» **Document**:
:::::
Furthermore, Chapter 7 does not help at all on your two divorce debts.

First, it does not discharge the $10,000 debt to your ex-spouse. You would continue to owe it in full after a Chapter 7 case would be completed. Your ex-spouse would be able to place a lien on your home to force payment of that debt (assuming that he or she does not already have a lien on the home already).

Second, a Chapter 7 does discharge your personal liability to the two joint credit card creditors (totaling $8,500 in debt). But it does NOT discharge the separate obligation you have to your ex-spouse to pay those two cards. In other words, the credit card creditors themselves would not be able to sue you to make you pay. In fact they would be forbidden to do so. However, your ex-spouse would be able to make you pay based on the divorce decree. If you didn’t pay, he or she could sue you for payment, and put a lien on your home for your non-payment.

So, Chapter 7 may help only very modestly with the mortgage and property taxes, and not at all with the divorce debts. It does not help protect your home.

The Chapter 13 Solution

Chapter 13 helps infinitely more on the both the home debts and the divorce ones.

With the unpaid mortgage and property taxes, as long as you followed some reasonable rules you could have 3 years, or even as much as 5 years, to catch up. Throughout that time your home is protected from foreclosure and other collection efforts.

Even more impressive, the $10,000 debt to your ex-spouse is forever discharged at the successful completion of the case. Same thing with your obligation to your ex-spouse to pay the $8,500 in the joint credit cards—discharged.

More precisely, those $10,000 and $8,500 obligations would be lumped in with your $35,000 in other unsecured debts. You would only need to pay that combined $53,500 if and to the extent you could afford to do so.

Let’s say your Chapter 13 case is required to go 36 months. (Its length is largely based on your income). Let’s also say that beyond paying your regular monthly mortgage you could afford to pay $300 per month towards all of your other debts and obligations. That would only be enough to catch up on the mortgage and property taxes in 36 months. (Some would also go towards trustee and attorney fees).

This would leave no money available for the $53,500 in other debts, including for the divorce debts. That generally means that you would not have to pay anything towards all those other debts. And again, at the end of the Chapter 13 case those debts would all be permanently discharged.

Under other facts you may have to pay something towards these divorce debts and the other unsecured debts. But usually that ends up being only pennies on the dollar. And again, sometimes nothing at all.

So, under Chapter 13 you’d stop your ex-spouse from putting a lien on your home for non-support obligations. You’d be able to catch up on your home payments with payment terms based on your budget.  And after that, after paying only as much as you could afford, if any, towards your non-support divorce debts, you would owe nothing more. Your home would have avoided any liens from those divorce debts. And those debts would be history.


Making Sense of Bankruptcy: Important Exceptions to the Protections of the “Automatic Stay”

August 19th, 2015 at 7:00 am

Almost all attempts by creditors to collect debts are immediately stopped when you file bankruptcy. But here are some special exceptions. 


Here’s a one-sentence summary of today’s blog post:

The “automatic stay” gives you crucial protection from creditor collections as soon as your bankruptcy case is filed, with some limited exceptions in 1) criminal matters, 2) certain domestic relations (family court) procedures, 3) child and spousal support obligations and procedures, and 4) certain income and business tax collection.

The “Automatic Stay”
:::::
» **Extracted information**:
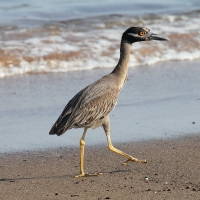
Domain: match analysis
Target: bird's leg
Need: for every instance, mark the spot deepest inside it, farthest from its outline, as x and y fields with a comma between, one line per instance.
x=82, y=147
x=106, y=127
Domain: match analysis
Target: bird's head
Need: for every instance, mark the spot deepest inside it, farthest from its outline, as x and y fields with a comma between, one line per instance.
x=138, y=34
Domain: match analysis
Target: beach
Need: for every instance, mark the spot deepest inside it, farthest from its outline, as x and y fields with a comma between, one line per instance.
:::::
» **What you will do**:
1: In the bankruptcy text, how much time could Chapter 13 allow for catching up on the unpaid mortgage and property taxes?
2: Recast the paragraph of the bankruptcy text beginning "Second, a Chapter 7 does discharge" as a short bulleted list that keeps its main facts.
3: Pick up the bankruptcy text after its final line and write the passage that follows.

» **Results of the tasks**:
1: Three years, or even as much as five years.

2:
- Chapter 7 discharges your personal liability to the two joint credit card creditors, whose debts total $8,500, and those creditors would be forbidden to sue you.
- It does not discharge your separate obligation to your ex-spouse to pay those two cards.
- Under the divorce decree, your ex-spouse could make you pay, sue you for non-payment, and put a lien on your home.

3:
The immediate stopping of collections—called the “automatic stay”—is one of the most important benefits of filing bankruptcy.

It’s automatic in that it‘s put into full effect by the act of filing bankruptcy itself. The automatic stay doesn’t need any action by a bankruptcy judge or any other procedure to become effective.

Its purpose is to stay, or stop, all collections, to give you a break and to even the playing field among your creditors.

Because the automatic stay is a benefit that you count on so much, you need to understand its exceptions—situations in which a creditor can continue to act in spite of your bankruptcy filing.

The Exceptions

Rarely, the automatic stay can be canceled as to ALL creditors 30 days after the case is filed, or the automatic stay may not go into effect at all when the case is filed.  These can occur if you filed a prior bankruptcy case, or more than one in the latter situation, and it was/they were dismissed (thrown out) within a year before the new case you’re filing.

Also, any creditor can challenge the appropriateness of the automatic stay as to any action that it would like to take, if it has grounds to do so.

But these are not the kind of exceptions we’re talking about here. Instead there are certain kinds of creditors with certain actions that a bankruptcy filing’s automatic stay does not stop at all.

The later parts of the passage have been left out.